- [Short problem]: Can you find every line in the records that contains the string "brick" and copy each of those lines out? Case counts when matching.

- [Data extract]:

--- --- ---

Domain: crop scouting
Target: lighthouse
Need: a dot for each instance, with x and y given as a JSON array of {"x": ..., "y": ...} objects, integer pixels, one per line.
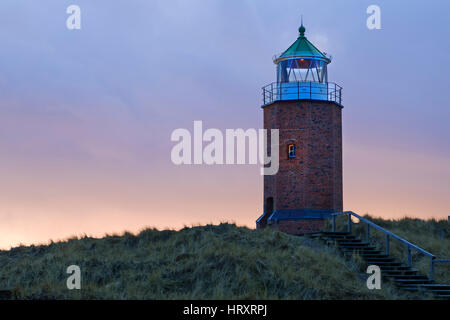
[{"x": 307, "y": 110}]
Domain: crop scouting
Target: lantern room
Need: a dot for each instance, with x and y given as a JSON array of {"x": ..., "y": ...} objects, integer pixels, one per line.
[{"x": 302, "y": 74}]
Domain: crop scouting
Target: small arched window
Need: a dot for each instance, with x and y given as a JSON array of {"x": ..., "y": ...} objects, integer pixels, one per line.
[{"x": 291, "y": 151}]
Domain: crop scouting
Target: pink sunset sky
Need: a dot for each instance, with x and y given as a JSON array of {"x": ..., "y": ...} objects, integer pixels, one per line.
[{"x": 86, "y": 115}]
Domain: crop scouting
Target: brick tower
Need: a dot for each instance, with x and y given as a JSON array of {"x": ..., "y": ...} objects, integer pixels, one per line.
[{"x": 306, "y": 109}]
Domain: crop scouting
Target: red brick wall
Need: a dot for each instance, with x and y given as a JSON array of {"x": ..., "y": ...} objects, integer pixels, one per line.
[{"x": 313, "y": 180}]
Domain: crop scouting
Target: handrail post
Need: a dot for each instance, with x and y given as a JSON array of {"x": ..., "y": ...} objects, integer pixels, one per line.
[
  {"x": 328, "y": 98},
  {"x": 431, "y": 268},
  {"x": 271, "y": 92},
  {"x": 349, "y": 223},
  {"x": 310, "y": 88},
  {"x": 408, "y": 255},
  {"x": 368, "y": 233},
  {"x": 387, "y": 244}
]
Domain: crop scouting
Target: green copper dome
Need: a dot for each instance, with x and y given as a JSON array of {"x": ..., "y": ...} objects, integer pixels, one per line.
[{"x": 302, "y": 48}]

--- --- ---

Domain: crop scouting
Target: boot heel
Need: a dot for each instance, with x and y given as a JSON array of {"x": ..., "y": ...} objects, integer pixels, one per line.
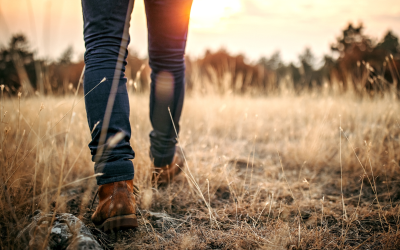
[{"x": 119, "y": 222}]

--- --- ---

- [Solution to this exercise]:
Target: brick tower
Target: red brick wall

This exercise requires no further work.